──────── Input data

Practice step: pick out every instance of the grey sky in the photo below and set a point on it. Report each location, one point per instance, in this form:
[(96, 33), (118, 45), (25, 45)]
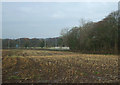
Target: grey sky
[(46, 19)]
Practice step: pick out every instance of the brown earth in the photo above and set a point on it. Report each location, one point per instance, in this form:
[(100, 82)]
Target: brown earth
[(37, 66)]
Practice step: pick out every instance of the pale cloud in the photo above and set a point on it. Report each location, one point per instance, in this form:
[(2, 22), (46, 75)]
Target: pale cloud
[(58, 15)]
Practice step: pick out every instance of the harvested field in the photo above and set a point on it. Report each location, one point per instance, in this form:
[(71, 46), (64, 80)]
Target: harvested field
[(37, 66)]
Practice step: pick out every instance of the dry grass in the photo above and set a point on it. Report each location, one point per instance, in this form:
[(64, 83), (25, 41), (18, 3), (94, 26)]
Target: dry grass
[(26, 66)]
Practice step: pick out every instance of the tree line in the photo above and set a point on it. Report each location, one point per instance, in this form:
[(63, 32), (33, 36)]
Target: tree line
[(95, 37), (89, 37), (34, 42)]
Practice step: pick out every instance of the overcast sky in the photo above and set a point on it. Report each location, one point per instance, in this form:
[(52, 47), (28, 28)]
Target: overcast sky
[(46, 19)]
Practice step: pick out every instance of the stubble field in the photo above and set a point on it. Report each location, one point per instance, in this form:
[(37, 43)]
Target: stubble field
[(41, 66)]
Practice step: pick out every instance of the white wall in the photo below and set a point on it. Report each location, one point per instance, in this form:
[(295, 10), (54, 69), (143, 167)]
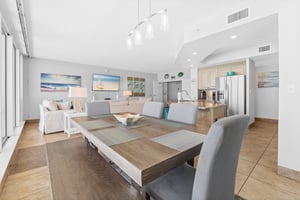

────────────────

#### [Exercise objective]
Only the lines that hold the word "Report" are wanted; each should be pulled from the records.

#### [Response box]
Practice step: pick out every instance of the grey sky in the photo below and set a point on it. Report each location, one point per instance, in this form:
Practice step: pick out every instance of the brown earth in the photo above and set a point on it. Report each location, one point per instance, in this form:
Practice step: pick out every instance of the pale cloud in the photo above and set a point on it. Report each location, one point per instance, in this form:
Practice step: pick out every instance of the harvested field in the photo above and set a point on it. Report each location, one point per instance, in this form:
Practice step: pick out every instance of the dry grass in the photo above and set a point on it. Report each location, one point per instance, in this form:
Practice step: pick out every instance of the tree line in the photo above and set a point on it. Report each location, one point per instance, in this form:
Practice step: pick out every instance of the overcast sky in the photo above and set a point on it. Report each location, one point per instance, in this form:
Practice step: pick out every instance of the stubble field in the photo above and set a point on it. Report each location, one point per instance, in this form:
Practice step: pick out every instance of the white wall in the photo below and set a point on it. Report each location, one point per instance, in this form:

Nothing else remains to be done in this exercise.